+++ Records provided +++

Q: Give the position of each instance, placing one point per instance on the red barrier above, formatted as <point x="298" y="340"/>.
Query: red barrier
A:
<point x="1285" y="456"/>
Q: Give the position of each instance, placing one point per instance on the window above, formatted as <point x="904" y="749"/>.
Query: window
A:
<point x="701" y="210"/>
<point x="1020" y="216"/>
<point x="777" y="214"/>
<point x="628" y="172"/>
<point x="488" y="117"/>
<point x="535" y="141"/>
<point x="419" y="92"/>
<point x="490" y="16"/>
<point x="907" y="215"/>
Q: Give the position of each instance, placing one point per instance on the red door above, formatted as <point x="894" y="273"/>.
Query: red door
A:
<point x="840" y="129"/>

+++

> **Problem requirements**:
Transcribe the entire listing above precisely.

> **Response to this task**:
Q: Give the position of each instance, placing one point per instance on the red barrier above, formatted as <point x="298" y="340"/>.
Query: red barrier
A:
<point x="1285" y="456"/>
Q: Give the position of each instance, placing one point per instance on the window above, formatted as <point x="904" y="749"/>.
Query: window
A:
<point x="701" y="210"/>
<point x="1020" y="216"/>
<point x="777" y="214"/>
<point x="628" y="172"/>
<point x="488" y="117"/>
<point x="535" y="141"/>
<point x="419" y="92"/>
<point x="490" y="16"/>
<point x="907" y="215"/>
Q: Give the position of each instance, placing one point per instance on the red door above, formatted as <point x="894" y="273"/>.
Query: red door
A:
<point x="840" y="129"/>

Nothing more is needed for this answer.